◆ Tareas
1 – Según el fragmento, ¿qué partes del parlamento infecta el discurso que mana de la boca del diputado Iglesias?
2 – Según el fragmento, ¿hasta cuándo apestará España el hedor de la crisis de 2008?
3 – Reproduce el pasaje del fragmento que comienza en «Como todo lo» y termina en «vergüenza, en hundirlo.».

◆ Fragmento proporcionado
▬▬▬▬▬▬

Son días templados. Se acercan a los treinta grados, sobre todo al mediodía, y no hay castañas. Echo de menos el olor de los puestos callejeros, ese aroma quemado tan reconfortante que le hace a uno sentirse en casa. Pero se está bien todavía, en manga corta. Puede uno desayunar oyendo caer las hojas de las higueras mientras trinan los pájaros, en el campo, y la radio, de fondo, cuenta las cosas de los hombres. Hoy me puso de mal humor. Hube de oír los discursos de la sesión de investidura. Con el de Iglesias me bullió la sangre. Menos mal que no tenía el móvil cerca. Menos mal para mí, digo. Por el bochorno y los exabruptos expuestos en palestra pública, y esas cosas. Soy muy pudoroso. Pero no pude evitar hilar dos o tres reflexiones. Dijo Demades a la muerte de Alejandro que el hedor de su cadáver impregnaría el Universo: el de la crisis de 2008 apestará España por lo menos hasta la tercera década del siglo XXI, y eso si tenemos suerte. La Crisis -es una entidad corpórea, con nombre propio, por eso la pongo en mayúscula- es un cuerpo todavía en descoposición cuya pestilencia no sólo ha impregnado la vida pública y privada de los españoles. Su llegada al Congreso de los Diputados ha sido demoledora. Su purulencia ha tomado forma de discurso y mana de la boca del diputado Iglesias infectando la tribuna, la moqueta, el techo baleado y las paredes del parlamento. La casa de la soberanía nacional parece un trigal egipcio plagado de langostas; langostas moradas, langostas en marea, langostas alucinadas comprometidas con su zapa y carcoma de la obra democrática. Chusma, etimológicamente, es el canto que el remero entonaba para acompasar el esfuerzo obligado de la ciaboga. Pablo Iglesias es el cómitre y dirige el canto de su chusma: una endecha rimada con mentiras y manipulaciones, puritita mierda hedionda con la que hechiza a quienes quieren oíro recitar precisamente eso.
Admiro, no obstante, su talento de orador: ni Cleón componía tales monumentos a la demagogia, tales cantos de sofisma en donde la Historia y los conceptos teóricos, y las nociones políticas y filosóficas, se retuercen conformando una abigarrada melodía de falsedades e inmundicia sin embargo melódica, que logra entusiasmar a las ratas con la habilidad del flautista de Hamelín. Leía hace poco Los Caballeros. Qué bueno era Aristófanes. Retrató hace 25 siglos a los tipos como el diputado Iglesias. «¿Cómo llegaré a ser alguien -preguntaba el Morcillero, uno de los protagonistas, queriendo descubrir con qué armas oponerse al Paflagonio, el trasunto cómico de Cleón- si soy un morcillero?» «Por eso mismo te engrandecerás -le respondía uno de los esclavos de Demo, naturalmente, parodia del pueblo, de la ciudadanía de ahora- porque eres ruin y tienes desparpajo; el liderazgo del pueblo no le va al hombre instruido, ni al honrado, sino al ignorante y al corrupto. Las demás condiciones del liderazgo las reúnes: lenguaje indecente, ruin linaje, eres discutidor. Tienes todo lo necesario para la política».
Como todo lo que en este mundo significa algo ya sucedió en la Atenas del siglo V, no nos queda sino reconocer que la singladura del hombre por este mar tenebroso de la vida sobre la Tierra es una continua lucha por mantener a flote el barco, a pesar de las ratas, siempre las mismas, que se empeñan, una y otra vez, sin descanso, sin vergüenza, en hundirlo.

▬▬▬▬▬▬

◆ Información proporcionada
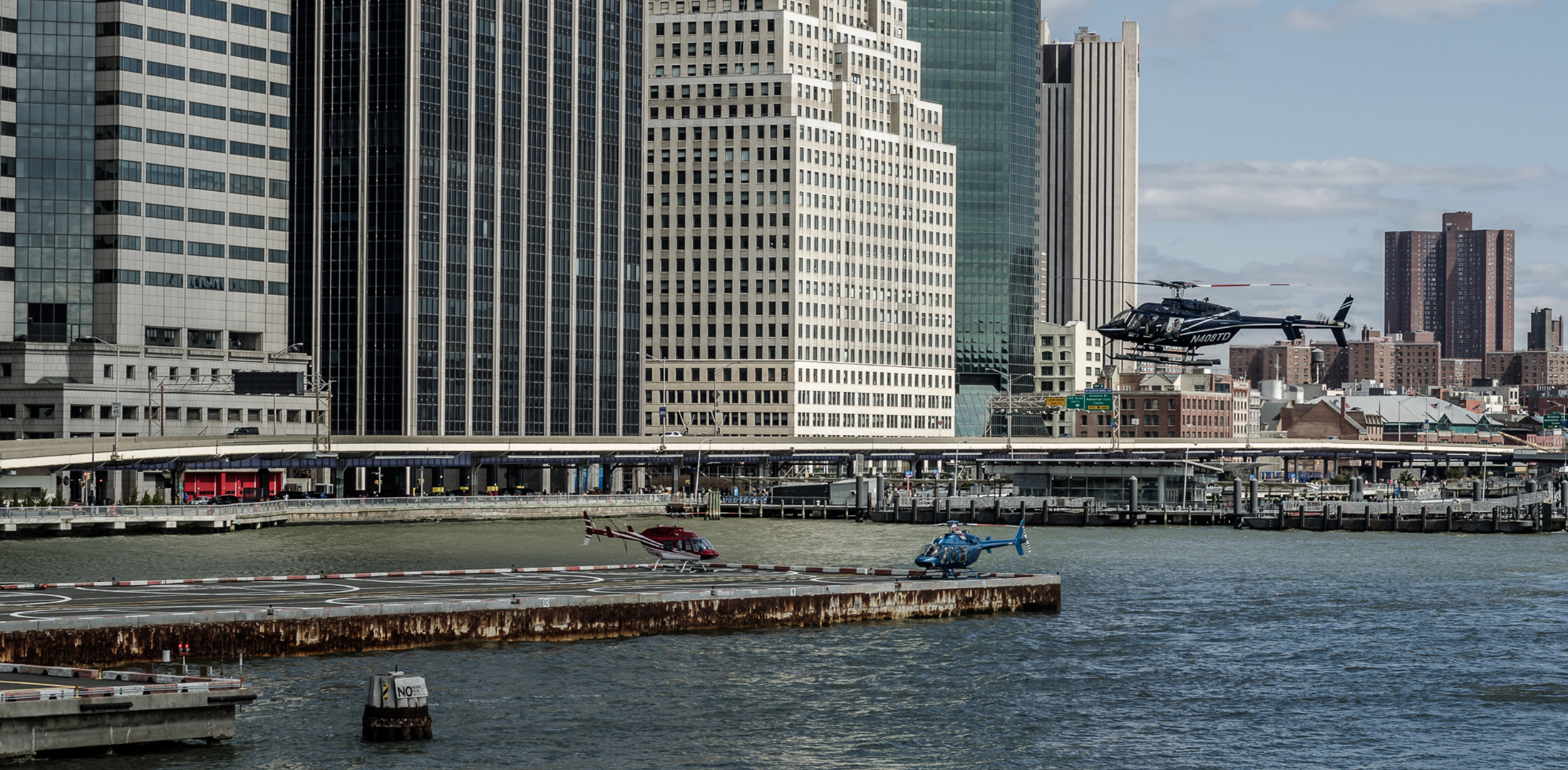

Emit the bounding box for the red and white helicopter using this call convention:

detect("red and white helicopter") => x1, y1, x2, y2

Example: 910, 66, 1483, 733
583, 511, 718, 573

▬▬▬▬▬▬

◆ Resultados del ejercicio
1 – La tribuna, la moqueta, el techo baleado y las paredes.

2 – Por lo menos hasta la tercera década del siglo XXI, y eso si hay suerte.

3 –
Como todo lo que en este mundo significa algo ya sucedió en la Atenas del siglo V, no nos queda sino reconocer que la singladura del hombre por este mar tenebroso de la vida sobre la Tierra es una continua lucha por mantener a flote el barco, a pesar de las ratas, siempre las mismas, que se empeñan, una y otra vez, sin descanso, sin vergüenza, en hundirlo.